▶ _Exercise_
Each line from the one that contains "Can you find the gray" to the end of the material must be quoted exactly; include both end lines and nothing else.

------------------------------------

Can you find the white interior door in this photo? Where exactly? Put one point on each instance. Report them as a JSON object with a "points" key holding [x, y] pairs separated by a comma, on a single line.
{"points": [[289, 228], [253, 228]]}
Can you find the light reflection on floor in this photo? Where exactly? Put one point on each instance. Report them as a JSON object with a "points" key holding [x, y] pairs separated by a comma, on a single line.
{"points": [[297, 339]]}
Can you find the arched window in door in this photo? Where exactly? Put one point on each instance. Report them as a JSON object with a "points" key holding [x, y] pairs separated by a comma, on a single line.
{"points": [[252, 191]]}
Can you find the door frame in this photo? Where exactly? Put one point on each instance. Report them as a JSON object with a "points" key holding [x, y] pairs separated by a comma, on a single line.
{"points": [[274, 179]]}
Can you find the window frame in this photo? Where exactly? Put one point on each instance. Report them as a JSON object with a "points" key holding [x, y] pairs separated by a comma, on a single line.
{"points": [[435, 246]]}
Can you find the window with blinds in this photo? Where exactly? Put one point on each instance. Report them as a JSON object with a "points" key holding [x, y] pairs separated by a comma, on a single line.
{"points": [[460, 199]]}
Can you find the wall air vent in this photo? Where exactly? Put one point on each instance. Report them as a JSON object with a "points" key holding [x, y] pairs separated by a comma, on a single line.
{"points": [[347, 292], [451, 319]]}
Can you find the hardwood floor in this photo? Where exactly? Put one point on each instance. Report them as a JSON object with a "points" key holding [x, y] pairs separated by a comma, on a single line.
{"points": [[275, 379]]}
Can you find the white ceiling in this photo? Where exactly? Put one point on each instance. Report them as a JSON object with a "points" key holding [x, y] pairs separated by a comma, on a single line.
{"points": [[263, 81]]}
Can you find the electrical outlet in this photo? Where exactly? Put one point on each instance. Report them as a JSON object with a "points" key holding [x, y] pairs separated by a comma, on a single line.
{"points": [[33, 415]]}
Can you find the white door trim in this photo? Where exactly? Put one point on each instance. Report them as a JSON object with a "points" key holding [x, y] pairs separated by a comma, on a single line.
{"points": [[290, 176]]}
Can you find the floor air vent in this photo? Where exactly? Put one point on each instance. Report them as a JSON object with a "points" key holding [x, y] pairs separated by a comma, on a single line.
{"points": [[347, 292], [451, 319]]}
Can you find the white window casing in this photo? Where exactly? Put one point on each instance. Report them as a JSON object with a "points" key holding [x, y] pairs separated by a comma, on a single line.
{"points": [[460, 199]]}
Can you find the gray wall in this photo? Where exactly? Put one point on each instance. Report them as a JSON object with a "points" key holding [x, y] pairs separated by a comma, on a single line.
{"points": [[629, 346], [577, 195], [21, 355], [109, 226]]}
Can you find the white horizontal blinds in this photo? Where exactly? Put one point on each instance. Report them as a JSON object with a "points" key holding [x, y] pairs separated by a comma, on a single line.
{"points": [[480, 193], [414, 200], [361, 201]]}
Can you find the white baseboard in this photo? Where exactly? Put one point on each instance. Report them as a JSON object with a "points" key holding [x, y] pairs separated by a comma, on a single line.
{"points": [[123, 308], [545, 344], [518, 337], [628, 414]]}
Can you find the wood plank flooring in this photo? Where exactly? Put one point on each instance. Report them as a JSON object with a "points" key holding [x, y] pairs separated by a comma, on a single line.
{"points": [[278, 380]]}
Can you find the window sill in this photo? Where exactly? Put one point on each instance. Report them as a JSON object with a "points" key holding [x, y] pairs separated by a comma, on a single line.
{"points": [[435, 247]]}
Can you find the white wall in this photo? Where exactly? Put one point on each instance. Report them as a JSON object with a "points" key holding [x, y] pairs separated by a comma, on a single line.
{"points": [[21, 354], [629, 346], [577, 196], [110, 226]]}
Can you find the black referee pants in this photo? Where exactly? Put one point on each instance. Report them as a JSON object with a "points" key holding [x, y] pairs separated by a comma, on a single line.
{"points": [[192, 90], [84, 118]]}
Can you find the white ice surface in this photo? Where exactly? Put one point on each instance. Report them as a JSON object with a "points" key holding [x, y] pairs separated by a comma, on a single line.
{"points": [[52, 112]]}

------------------------------------

▶ _Solution for this problem_
Can you find the gray wall in this photo? Where exactly? Put one point on each instance. Report them as a JSON object with a "points" key holding [x, y] pairs separated by a comma, on a single line.
{"points": [[629, 346], [577, 195], [21, 355], [109, 226]]}
Can you find the white horizontal blinds in this photo? Where exactly? Put one point on each instance. Report them as a JSON object with a "points" key holding [x, y] pairs separated by a comma, on a single line.
{"points": [[480, 193], [414, 200], [361, 201]]}
Can you find the white baseboard in this photo? Where exactly? Put one point on each instance. Report them as a JSON object with a "points" key holding [x, y] pairs separated by a comma, on a single line.
{"points": [[123, 308], [545, 344], [518, 337], [628, 414]]}
Can you find the wood plank flooring in this photo? Where exactly? Put one point on each instance. Report them as a JSON object with a "points" key holding [x, y] pairs separated by a comma, on a single line.
{"points": [[278, 380]]}
Can you find the window sill in this photo? Where exactly? Put one point on each instance. Report them as a JSON object with a "points" key holding [x, y] pairs separated by a comma, on a single line.
{"points": [[435, 247]]}
Can you find the white wall in this photo? Where exactly? Put one point on each instance. Report them as a JSON object with a "points" key holding [x, y] pairs separated by a comma, on a single line.
{"points": [[21, 354], [629, 346], [577, 196], [110, 226]]}
Can you find the black referee pants in this photo? Where exactly? Put one point on each instance. Report them as a JSON object with a "points" key holding [x, y] pairs separated by a comma, on a single line.
{"points": [[192, 90], [84, 118]]}
Can you find the white ice surface in this photo? Where exactly? Put one point on each instance. Report them as a JSON object with a "points" key holding [x, y] pairs separated by a comma, on a single line.
{"points": [[52, 112]]}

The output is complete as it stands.